- **What is needed**
Every line of the data must be set down exactly as shown.

- **Input data**

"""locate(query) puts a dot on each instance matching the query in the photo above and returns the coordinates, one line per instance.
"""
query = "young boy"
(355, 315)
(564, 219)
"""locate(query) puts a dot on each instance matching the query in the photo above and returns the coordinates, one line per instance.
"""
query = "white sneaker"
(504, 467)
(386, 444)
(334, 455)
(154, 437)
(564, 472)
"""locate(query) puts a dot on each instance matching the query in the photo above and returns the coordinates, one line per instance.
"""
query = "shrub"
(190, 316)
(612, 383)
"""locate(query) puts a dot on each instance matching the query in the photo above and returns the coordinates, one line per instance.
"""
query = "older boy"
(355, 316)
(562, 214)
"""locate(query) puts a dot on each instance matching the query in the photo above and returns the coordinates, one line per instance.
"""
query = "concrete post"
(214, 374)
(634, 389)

- **Response box**
"""locate(query) puts a dot on each instance matching the query in the photo above and returns the coordinates, one line per instance.
"""
query = "young boy"
(355, 315)
(564, 219)
"""locate(query) puts a dot on each instance matching the query in the photo above and returns the coordinates, one line per instance.
"""
query = "white sneaker"
(504, 467)
(386, 444)
(334, 455)
(154, 437)
(564, 472)
"""locate(query) puts a dot on each instance matching the query in the photo above and returns the coordinates, one line per instance.
"""
query = "shrub"
(190, 316)
(612, 383)
"""locate(query) puts a dot on each instance matching the query in the photo above and returns the coordinates, one line per instance.
"""
query = "older boy"
(355, 316)
(562, 214)
"""locate(query) puts a dot on each instance matching the query in the photo above and returns the coordinates, one line per instance.
"""
query = "concrete post"
(214, 374)
(634, 389)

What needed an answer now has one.